(Outline labeling records)
• • •
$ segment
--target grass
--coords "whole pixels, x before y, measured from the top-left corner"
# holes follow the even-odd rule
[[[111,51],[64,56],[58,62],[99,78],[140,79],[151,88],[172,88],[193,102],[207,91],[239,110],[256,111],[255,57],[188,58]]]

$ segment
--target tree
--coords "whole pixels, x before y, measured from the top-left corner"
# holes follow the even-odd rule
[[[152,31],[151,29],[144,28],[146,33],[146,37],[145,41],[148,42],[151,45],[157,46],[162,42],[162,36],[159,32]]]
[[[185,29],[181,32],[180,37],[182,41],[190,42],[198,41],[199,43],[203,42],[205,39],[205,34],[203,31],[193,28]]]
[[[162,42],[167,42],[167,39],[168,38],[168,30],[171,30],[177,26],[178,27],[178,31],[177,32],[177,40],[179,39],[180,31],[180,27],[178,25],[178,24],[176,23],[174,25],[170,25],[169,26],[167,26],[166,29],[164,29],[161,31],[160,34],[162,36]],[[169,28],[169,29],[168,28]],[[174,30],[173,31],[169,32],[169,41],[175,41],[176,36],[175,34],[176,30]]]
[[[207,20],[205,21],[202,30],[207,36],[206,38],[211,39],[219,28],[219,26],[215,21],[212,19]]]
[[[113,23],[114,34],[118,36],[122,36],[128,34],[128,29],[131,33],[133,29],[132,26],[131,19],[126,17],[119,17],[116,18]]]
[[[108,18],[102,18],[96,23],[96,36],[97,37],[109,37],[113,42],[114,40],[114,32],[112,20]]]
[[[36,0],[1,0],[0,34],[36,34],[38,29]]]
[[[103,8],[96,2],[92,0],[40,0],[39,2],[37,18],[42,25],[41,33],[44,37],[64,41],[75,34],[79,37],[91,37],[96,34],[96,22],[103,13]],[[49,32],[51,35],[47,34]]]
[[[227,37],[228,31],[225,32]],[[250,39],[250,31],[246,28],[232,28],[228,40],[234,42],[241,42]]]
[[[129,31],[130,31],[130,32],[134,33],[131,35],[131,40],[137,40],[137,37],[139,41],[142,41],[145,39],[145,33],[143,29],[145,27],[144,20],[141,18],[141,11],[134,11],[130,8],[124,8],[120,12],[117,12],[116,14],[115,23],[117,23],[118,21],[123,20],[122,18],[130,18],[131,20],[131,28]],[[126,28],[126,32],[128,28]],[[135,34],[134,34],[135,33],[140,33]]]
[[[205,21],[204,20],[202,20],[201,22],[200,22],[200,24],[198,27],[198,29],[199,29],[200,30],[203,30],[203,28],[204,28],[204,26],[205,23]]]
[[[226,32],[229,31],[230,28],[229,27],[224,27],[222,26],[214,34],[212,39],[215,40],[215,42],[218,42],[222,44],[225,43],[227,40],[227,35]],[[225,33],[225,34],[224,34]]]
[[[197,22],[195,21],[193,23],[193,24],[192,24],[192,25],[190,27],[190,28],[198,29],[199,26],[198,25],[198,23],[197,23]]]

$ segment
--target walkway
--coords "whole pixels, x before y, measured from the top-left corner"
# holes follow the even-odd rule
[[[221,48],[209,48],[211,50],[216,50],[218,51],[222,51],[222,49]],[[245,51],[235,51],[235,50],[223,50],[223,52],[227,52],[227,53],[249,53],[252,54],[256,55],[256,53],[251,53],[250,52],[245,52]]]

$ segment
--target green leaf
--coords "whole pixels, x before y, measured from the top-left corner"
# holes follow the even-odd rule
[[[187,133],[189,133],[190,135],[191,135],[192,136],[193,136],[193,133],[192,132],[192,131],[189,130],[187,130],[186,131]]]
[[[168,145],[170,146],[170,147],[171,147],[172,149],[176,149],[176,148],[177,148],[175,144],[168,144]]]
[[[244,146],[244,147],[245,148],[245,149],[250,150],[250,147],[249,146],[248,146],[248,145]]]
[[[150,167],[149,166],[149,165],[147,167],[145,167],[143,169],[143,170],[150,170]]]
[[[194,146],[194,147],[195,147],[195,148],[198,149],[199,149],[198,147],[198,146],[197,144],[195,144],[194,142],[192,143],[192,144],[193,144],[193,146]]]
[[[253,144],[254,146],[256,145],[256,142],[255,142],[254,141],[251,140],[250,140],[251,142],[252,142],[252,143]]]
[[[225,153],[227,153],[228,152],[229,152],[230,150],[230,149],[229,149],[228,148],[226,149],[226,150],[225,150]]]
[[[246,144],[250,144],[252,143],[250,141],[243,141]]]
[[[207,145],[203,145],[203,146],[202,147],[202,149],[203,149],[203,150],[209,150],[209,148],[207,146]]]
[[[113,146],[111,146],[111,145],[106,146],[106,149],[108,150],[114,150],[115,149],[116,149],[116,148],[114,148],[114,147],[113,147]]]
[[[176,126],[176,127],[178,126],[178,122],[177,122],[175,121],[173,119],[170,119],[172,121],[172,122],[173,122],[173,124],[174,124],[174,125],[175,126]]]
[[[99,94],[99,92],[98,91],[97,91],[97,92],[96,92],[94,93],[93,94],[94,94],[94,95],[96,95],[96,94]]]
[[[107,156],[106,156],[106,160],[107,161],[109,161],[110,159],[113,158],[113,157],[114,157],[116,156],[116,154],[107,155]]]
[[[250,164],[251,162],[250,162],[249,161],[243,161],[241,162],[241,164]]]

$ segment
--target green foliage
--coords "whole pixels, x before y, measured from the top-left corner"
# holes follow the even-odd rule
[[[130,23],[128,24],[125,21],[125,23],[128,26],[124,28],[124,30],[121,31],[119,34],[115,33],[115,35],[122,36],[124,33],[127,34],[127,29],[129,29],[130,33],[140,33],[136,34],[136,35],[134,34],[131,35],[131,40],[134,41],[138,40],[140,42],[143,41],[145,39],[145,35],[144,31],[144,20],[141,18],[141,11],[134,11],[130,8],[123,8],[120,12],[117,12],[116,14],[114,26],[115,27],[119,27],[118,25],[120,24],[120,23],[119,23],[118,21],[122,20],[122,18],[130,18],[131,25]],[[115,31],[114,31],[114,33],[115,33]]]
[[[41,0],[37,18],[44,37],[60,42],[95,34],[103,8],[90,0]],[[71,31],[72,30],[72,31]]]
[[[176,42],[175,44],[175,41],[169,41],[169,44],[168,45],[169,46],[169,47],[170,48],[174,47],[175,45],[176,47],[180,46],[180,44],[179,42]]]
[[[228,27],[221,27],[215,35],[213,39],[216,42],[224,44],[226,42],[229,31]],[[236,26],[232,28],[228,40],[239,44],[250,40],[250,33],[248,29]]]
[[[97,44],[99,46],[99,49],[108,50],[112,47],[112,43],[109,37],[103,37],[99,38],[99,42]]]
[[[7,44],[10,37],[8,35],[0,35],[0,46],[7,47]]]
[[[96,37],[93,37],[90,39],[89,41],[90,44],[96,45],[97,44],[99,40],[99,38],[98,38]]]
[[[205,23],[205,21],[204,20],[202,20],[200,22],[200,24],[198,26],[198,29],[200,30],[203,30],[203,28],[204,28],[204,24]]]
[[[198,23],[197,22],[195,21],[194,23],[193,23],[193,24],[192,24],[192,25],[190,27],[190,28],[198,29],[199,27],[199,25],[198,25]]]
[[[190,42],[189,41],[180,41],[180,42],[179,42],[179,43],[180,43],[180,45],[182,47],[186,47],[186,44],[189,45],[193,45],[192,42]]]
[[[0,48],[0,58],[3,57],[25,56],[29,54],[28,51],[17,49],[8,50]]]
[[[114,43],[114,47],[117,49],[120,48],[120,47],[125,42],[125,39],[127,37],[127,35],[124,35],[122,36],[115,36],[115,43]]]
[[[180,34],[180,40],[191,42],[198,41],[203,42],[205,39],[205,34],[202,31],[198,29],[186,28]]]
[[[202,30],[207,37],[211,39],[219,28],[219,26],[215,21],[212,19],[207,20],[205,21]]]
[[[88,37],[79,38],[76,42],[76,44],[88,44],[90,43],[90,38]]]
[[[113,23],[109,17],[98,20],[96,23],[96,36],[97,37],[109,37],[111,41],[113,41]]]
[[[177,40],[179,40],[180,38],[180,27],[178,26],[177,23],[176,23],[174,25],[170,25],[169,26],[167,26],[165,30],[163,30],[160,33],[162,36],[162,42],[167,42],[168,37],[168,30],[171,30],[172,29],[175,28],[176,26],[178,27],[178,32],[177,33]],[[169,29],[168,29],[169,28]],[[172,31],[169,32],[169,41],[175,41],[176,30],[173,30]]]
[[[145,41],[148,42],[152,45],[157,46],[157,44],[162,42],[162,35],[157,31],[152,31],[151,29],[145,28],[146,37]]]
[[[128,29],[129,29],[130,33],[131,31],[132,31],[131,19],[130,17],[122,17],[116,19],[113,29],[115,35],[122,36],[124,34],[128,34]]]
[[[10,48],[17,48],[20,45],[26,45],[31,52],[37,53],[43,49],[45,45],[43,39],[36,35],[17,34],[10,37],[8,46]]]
• • •
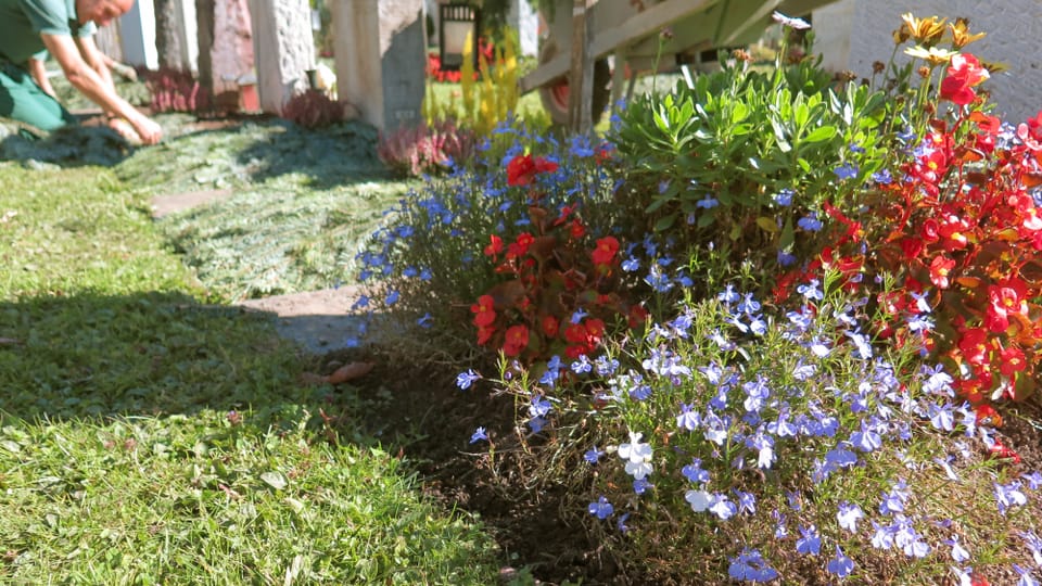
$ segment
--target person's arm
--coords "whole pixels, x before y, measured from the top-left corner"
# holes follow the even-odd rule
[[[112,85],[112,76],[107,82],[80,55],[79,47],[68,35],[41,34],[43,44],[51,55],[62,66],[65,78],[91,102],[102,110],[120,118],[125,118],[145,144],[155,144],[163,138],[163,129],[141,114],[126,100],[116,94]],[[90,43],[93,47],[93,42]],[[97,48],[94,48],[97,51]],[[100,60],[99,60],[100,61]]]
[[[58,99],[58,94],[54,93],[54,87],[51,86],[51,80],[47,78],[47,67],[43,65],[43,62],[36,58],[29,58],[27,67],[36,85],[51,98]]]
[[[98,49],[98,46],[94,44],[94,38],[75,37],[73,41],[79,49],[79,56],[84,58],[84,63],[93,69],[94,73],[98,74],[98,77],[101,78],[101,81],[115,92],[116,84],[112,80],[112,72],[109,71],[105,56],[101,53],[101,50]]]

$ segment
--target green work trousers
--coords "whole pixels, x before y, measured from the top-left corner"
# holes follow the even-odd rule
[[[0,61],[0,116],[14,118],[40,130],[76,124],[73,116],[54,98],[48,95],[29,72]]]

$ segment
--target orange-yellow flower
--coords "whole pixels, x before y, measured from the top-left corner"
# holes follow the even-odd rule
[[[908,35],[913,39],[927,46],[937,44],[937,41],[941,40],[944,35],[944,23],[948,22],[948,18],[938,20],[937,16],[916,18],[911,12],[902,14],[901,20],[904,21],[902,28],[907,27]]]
• • •
## What you are asked to do
Return every line of the items above that contains the word "green".

## Response to this task
--target green leaf
--target green foliage
--target green work trousers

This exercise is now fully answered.